> [SHORT PROBLEM]: Please rewrite these lines with each "target" changed to "object" and nothing else altered.

Stored entries:
────────────────────────────────────────

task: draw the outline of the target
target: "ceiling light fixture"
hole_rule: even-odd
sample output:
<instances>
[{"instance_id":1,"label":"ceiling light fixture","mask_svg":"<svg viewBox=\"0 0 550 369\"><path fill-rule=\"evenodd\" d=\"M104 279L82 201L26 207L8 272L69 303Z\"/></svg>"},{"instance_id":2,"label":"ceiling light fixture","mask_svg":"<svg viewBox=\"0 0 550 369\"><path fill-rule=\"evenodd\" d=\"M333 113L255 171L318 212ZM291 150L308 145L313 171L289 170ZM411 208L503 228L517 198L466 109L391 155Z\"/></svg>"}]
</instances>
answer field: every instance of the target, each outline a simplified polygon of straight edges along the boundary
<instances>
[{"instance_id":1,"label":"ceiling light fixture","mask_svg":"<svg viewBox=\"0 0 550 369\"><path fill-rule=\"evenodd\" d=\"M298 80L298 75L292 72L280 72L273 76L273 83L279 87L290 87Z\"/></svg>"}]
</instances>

────────────────────────────────────────

> [WRITTEN SOLUTION]:
task: draw the outline of the object
object: "ceiling light fixture"
hole_rule: even-odd
sample output:
<instances>
[{"instance_id":1,"label":"ceiling light fixture","mask_svg":"<svg viewBox=\"0 0 550 369\"><path fill-rule=\"evenodd\" d=\"M104 279L82 201L26 207L8 272L69 303Z\"/></svg>"},{"instance_id":2,"label":"ceiling light fixture","mask_svg":"<svg viewBox=\"0 0 550 369\"><path fill-rule=\"evenodd\" d=\"M333 113L255 171L318 212ZM291 150L308 145L313 171L289 170ZM411 208L503 228L517 198L466 109L391 155Z\"/></svg>"}]
</instances>
answer field: every instance of the object, each outline a simplified polygon of straight edges along the boundary
<instances>
[{"instance_id":1,"label":"ceiling light fixture","mask_svg":"<svg viewBox=\"0 0 550 369\"><path fill-rule=\"evenodd\" d=\"M298 80L298 75L292 72L280 72L273 76L273 83L279 87L290 87Z\"/></svg>"}]
</instances>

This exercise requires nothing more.